伊藤奈菜さんが二拠点ライフをスタートしたのは2019年4月。ランドスケープデザインを学んだ伊藤さんが、その実験の場を探して栃木県益子町の空き家と出合った。
「製図や町並みのデザイン、庭仕事の実習まで幅広く学びました。そこで出合ったのが里山や雑木林というキーワード。その環境を身近に感じて過ごしたいと思ったんです」
候補地は当初、栃木県北部の那須高原だった。途中で立ち寄ったのが益子町。宿泊したペンションのオーナーに話をすると「知人が新居を建てて出たばかり」と空き家を紹介してくれた。
「雑木林に囲まれた環境がひと目で気に入りました。ワチャワチャした感じがよかったです。その後に行った那須の別荘地は管理され過ぎた印象でした」
築40年ほどの建物は、元の家主が大工で増築が繰り返されていたが、不要部分を取り払ってシンプルにリフォーム。
「地元の工務店にお願いして水回りも含め総額で600万円ほどになりました。初期費用はかかりましたが、二拠点で過ごしはじめると旅行することもなく、余計なお金はかかりません」
リフォーム後は毎週の益子通いを開始。約300坪の敷地を2人でコツコツと整備した。土留めは石垣、水路を導いて池をつくり、実生のコナラの木を植え替えた。
雑木林につながる庭。中央に設けた池には水生昆虫も棲みつく。
リビングダイニングには薪ストーブを設置した。
リフォームは昭和の住宅の味わいも残して。
梅干し、梅シロップ、タケノコ、メンマ、クリ……。保存食づくりは近所で採れるもので。
コロナ禍もあって益子で多くの時間を過ごすうち、地元の知り合いも増えた。近所の地主の許可を得て雑木林で山菜を採ったり、タケノコを掘ったり。ストーブの薪の材料が出たと声をかけてもらうこともある。
「夏は草刈り、冬に向かって薪割りなど、益子では季節ごとにすることがいっぱいで追いつきません。千葉にいたら休日の過ごし方がわからない。ショッピングセンターに行ってもワクワクしませんしね」と瀬尾さん。
作業を予定しても雨で流れたり、野菜が教科書どおり育たなかったり、思うようにならない益子暮らしは、会社の仕事とは正反対だという。
「資本主義的な流れにどっぷり飲み込まれることなく、いいリフレッシュになってます」
伊藤さんは町内にあるカフェ&コミュニティースペースで知り合った仲間と、竹林の整備も始めた。
「庭をデザインしてみると、今度は地域の風景の手入れをしたいと思うようになって。そんなとき出会ったのが竹林のメンバーです。ほとんどが女性で楽しくやってます」
見晴らしのよい丘の中腹にある家庭菜園。ピーマンは秋の終わりまで収穫。
仲間とともに手植え手刈りの田んぼもスタート。分け前のお米は25kg!
竹林で活動する「ヒジノワタケ部」。竹伐り、竹炭づくり、タケノコ掘り、竹細工など内容は多彩。

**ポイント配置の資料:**
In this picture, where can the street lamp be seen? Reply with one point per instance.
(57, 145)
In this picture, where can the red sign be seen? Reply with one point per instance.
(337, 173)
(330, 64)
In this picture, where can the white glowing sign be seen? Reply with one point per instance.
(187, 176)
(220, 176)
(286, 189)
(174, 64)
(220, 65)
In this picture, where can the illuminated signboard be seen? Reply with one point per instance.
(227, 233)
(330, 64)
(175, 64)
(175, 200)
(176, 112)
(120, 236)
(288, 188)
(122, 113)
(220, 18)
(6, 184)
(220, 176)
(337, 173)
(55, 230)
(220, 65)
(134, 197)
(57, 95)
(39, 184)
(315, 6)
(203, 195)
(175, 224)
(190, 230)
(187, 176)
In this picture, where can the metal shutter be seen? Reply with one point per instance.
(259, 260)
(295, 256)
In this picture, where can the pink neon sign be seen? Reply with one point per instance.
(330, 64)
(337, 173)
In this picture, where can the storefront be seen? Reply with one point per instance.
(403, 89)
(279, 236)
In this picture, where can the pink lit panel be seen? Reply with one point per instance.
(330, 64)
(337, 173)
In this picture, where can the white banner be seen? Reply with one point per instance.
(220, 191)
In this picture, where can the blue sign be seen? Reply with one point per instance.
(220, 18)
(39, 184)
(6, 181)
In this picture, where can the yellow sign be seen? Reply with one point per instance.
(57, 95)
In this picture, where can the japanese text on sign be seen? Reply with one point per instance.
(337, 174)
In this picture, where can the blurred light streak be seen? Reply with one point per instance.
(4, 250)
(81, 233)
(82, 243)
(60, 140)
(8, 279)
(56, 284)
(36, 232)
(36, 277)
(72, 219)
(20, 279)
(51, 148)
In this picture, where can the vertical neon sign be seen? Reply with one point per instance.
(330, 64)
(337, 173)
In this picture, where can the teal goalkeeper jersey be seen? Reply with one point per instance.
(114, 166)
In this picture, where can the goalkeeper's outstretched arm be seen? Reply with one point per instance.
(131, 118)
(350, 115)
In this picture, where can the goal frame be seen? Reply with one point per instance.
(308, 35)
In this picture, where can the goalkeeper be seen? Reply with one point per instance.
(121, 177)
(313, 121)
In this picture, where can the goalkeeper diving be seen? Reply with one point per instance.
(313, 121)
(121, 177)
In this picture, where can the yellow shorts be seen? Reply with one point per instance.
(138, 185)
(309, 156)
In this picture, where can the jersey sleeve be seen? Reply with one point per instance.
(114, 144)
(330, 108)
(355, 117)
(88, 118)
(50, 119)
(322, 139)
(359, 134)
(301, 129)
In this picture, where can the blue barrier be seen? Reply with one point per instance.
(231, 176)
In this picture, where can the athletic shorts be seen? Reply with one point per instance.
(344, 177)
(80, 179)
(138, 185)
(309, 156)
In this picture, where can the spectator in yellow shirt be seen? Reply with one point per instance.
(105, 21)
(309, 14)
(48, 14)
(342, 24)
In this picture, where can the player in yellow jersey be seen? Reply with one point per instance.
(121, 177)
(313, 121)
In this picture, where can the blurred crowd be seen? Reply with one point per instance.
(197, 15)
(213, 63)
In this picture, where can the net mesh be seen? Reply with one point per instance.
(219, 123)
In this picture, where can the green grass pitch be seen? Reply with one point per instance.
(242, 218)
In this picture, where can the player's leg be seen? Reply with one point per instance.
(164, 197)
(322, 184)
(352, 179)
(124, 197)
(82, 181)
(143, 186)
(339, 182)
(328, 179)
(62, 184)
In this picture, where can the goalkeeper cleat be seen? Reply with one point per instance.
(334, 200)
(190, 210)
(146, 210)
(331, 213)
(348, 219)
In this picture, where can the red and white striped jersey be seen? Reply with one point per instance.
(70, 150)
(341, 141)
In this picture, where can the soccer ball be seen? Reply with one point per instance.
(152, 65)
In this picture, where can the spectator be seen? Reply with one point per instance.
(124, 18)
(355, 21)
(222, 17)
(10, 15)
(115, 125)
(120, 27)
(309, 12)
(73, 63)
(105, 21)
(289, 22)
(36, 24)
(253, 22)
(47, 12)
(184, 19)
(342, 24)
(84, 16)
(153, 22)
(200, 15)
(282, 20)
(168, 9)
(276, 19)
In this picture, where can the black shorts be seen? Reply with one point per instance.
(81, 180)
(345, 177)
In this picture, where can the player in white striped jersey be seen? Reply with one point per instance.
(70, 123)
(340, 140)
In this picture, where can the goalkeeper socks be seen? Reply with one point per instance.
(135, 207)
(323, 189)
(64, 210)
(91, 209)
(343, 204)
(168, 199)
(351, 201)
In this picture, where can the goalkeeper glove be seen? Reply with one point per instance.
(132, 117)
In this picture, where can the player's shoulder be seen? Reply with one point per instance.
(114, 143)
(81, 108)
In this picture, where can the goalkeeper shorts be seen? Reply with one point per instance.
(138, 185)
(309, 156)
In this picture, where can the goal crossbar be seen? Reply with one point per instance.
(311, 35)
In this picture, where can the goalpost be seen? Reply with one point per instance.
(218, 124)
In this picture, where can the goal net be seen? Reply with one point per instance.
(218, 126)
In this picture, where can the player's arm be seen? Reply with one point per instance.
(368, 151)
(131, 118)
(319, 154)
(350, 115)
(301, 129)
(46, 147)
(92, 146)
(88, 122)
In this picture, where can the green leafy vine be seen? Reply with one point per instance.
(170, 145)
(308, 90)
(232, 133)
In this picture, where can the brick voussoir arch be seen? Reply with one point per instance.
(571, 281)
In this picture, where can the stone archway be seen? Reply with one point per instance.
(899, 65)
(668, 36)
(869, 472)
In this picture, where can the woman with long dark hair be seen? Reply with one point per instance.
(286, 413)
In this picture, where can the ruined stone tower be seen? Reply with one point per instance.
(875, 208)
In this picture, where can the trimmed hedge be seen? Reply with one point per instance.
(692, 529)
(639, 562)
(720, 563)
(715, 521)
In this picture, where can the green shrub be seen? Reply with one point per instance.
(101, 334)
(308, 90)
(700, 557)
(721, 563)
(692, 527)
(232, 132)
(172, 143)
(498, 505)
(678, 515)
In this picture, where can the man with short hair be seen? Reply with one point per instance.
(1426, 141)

**作業指示 1:** 益子での二拠点生活の文章にある「リビングダイニングには薪ストーブを設置した。」という一文を英語に訳してください。
**作業指示 2:** 益子での二拠点生活の文章を、「リフォームは昭和の住宅の味わいも残して。」から「見晴らしのよい丘の中腹にある家庭菜園。ピーマンは秋の終わりまで収穫。」まで、両端も含めて書き写してください。
この資料は別の出典から取られたものです。

**最終結果 1:** A wood-burning stove was installed in the living-dining room.

**最終結果 2:**
リフォームは昭和の住宅の味わいも残して。
梅干し、梅シロップ、タケノコ、メンマ、クリ……。保存食づくりは近所で採れるもので。
コロナ禍もあって益子で多くの時間を過ごすうち、地元の知り合いも増えた。近所の地主の許可を得て雑木林で山菜を採ったり、タケノコを掘ったり。ストーブの薪の材料が出たと声をかけてもらうこともある。
「夏は草刈り、冬に向かって薪割りなど、益子では季節ごとにすることがいっぱいで追いつきません。千葉にいたら休日の過ごし方がわからない。ショッピングセンターに行ってもワクワクしませんしね」と瀬尾さん。
作業を予定しても雨で流れたり、野菜が教科書どおり育たなかったり、思うようにならない益子暮らしは、会社の仕事とは正反対だという。
「資本主義的な流れにどっぷり飲み込まれることなく、いいリフレッシュになってます」
伊藤さんは町内にあるカフェ&コミュニティースペースで知り合った仲間と、竹林の整備も始めた。
「庭をデザインしてみると、今度は地域の風景の手入れをしたいと思うようになって。そんなとき出会ったのが竹林のメンバーです。ほとんどが女性で楽しくやってます」
見晴らしのよい丘の中腹にある家庭菜園。ピーマンは秋の終わりまで収穫。